[Start of section]

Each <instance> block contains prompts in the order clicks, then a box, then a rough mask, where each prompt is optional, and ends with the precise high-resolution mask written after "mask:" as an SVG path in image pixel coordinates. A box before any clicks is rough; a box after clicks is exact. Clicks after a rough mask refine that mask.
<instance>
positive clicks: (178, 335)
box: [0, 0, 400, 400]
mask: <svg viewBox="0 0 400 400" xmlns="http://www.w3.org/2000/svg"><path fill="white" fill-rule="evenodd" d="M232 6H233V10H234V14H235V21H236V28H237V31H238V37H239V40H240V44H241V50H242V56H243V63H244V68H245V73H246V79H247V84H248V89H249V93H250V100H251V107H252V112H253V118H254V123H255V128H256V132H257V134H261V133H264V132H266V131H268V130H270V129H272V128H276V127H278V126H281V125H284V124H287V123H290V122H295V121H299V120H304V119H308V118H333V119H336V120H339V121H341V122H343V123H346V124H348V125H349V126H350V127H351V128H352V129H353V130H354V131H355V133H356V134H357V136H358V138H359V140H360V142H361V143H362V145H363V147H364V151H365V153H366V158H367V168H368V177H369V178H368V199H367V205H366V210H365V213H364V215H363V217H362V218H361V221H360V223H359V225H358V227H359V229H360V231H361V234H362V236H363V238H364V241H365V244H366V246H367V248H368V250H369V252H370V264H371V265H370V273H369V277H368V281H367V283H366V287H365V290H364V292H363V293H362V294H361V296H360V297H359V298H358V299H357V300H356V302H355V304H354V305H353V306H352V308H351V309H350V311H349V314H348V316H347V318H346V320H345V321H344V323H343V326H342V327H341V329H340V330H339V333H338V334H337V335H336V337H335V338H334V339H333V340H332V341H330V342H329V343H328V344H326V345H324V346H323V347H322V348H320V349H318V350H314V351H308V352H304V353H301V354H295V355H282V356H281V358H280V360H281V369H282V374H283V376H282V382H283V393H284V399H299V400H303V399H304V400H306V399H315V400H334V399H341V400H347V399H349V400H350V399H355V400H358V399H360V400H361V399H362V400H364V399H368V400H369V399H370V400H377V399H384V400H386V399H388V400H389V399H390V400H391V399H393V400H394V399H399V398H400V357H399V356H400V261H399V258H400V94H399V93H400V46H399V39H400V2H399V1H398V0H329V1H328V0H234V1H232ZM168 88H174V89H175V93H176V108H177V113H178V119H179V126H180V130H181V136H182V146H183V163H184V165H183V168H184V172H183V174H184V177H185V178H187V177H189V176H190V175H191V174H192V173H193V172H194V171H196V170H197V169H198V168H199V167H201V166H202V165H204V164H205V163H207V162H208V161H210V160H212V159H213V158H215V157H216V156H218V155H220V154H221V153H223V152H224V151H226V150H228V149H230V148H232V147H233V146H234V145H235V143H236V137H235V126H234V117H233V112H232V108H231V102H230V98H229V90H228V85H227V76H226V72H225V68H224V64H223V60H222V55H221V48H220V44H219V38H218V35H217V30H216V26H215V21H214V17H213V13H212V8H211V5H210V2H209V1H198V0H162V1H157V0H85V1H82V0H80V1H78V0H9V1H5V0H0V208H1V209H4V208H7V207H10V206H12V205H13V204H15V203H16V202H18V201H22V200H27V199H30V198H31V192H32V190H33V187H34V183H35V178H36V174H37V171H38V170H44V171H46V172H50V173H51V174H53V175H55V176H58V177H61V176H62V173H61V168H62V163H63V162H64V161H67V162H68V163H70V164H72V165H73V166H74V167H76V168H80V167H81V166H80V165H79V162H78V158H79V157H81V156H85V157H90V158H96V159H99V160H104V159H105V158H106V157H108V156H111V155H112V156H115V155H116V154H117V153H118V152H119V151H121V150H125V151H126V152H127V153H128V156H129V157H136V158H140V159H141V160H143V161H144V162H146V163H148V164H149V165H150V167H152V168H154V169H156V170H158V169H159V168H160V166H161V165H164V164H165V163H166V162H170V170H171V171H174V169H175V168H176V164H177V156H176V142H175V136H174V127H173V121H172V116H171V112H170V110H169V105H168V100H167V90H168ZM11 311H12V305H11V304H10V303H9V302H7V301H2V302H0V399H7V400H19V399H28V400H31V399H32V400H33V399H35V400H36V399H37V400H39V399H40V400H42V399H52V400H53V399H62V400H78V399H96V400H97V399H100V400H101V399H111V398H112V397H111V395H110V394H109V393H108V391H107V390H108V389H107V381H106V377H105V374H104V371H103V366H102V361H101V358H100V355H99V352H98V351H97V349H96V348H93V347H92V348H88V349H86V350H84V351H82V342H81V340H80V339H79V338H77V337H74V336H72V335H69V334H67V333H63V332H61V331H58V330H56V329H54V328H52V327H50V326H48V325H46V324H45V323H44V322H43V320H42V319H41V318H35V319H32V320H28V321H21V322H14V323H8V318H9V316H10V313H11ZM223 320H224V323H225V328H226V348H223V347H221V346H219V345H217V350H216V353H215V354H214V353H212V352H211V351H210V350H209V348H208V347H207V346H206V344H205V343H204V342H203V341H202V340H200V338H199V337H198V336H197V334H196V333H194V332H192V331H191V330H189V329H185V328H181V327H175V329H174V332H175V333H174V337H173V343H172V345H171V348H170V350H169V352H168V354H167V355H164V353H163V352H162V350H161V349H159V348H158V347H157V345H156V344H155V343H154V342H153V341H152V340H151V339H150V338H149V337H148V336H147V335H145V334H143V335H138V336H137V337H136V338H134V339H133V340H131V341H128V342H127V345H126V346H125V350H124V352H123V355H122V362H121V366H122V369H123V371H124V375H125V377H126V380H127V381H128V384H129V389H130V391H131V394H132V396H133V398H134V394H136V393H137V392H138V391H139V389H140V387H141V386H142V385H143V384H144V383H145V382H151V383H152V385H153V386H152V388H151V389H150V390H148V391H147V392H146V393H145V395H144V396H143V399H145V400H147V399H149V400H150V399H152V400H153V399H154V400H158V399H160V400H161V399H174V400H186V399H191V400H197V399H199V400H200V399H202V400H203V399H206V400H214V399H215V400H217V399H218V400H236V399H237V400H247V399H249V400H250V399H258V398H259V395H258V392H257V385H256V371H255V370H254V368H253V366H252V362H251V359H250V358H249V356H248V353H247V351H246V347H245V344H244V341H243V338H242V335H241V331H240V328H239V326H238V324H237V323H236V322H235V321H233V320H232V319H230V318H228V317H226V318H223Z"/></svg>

[End of section]

Brief:
In the listing above, find every line with the word "instance" and copy it out.

Result:
Each <instance> block contains prompts in the order clicks, then a box, then a rough mask, where each prompt is optional, and ends with the precise high-resolution mask written after "mask:" as an SVG path in image pixel coordinates. A box before any clicks is rough; a box after clicks is exact. Clicks after a rough mask refine that mask.
<instance>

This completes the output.